◆ Excerpted text ◆
When a loved one transitions from life into death, remaining family members must sort through the complex and often frustrating laws governing wills, estates, and the law in general. A process was developed to handle or manage the wills and estates of the deceased in 1784 Massachusetts, patterned after early English religious courts that had jurisdiction over the probate of wills and the administration of estates.
The word “probate” comes from the Latin word “probare,” meaning “to prove.” Probate is a court-guided process in which a deceased individual’s financial affairs are concluded and the Court determines who the proper beneficiaries will be. The idea that probate is guided by the courts should immediately alert you that it will be an expensive endeavor in both personal time and money.
There are numerous stories of families arguing over the personal property of a deceased individual, often causing irreparable harm to those relationships. Relationship dynamics are often destroyed when money and the distribution of property is involved. Last Will and Testaments are somewhat helpful, though even then much of the distribution is challenged by those who feel they were somehow slighted in the loved one’s Will.
A Last Will and Testament is an instrument designed for the purpose of determining the specifics of distributing the deceased’s property and money. However, the Will is always used in probate.
Lawrence spent his last years lonely and afraid. Arthritis kept him from leaving his Boston apartment. As he became unable to care for himself, Lawrence, in his late 70s, feared he would wind up in a nursing home. He had no close relatives to turn to. Then his friends stopped visiting him, and he didn’t understand why. There was only his live-in caregiver.
In December 1991, a year after his caregiver moved in with Lawrence, the old man signed a will that left his principal asset—a six-unit apartment building worth well over $1 million—to his new companion.
Lawrence died in 1993, at age 82. His caregiver submitted the will for probate. But then two close friends of Lawrence’s who had cared for him before the caregiver moved in, asked the court to throw out the 1991 will and to probate instead a will executed by Lawrence in 1989 that left the building to them.
The legal battle raged for 14 years, going from probate court to appellate court back to probate court and then up again on appeal. The legal fees for just one of the parties ran into the mid-six figures.
When Liz’s fiance died suddenly, she was left with the headache of sorting out his will, alongside his former wife. After almost two years of weekly visits to his home that billed out at full firm billing rates, the estate ran out of cash to pay the lawyers. Only when the check book went dry was the probate firm ready to release his real and personal property to the rightful heirs. There was no cash left to keep paying the firm’s monthly billings.
In fact, the estate was drained of its cash holdings (well over $100,000) and was in the hole another $10,000 for attorney billings when the keys to his home were turned over. Those keys cost Liz $10,000 out of their own pocket until such time she could sell some of the inherited assets. In short, the estate was raided of all its cash for “administration fees, then forced into debt before the probate attorneys decided it was time to let go and declare it “settled”.

◆ Source excerpt ◆
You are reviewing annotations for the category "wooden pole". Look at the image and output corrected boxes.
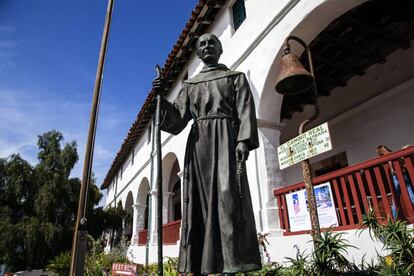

◆ Set problem ◆
Name every calendar year mentioned in the probate text, each only once, in order of first appearance.

◆ Solution to the problem ◆
1784, 1991, 1993, 1989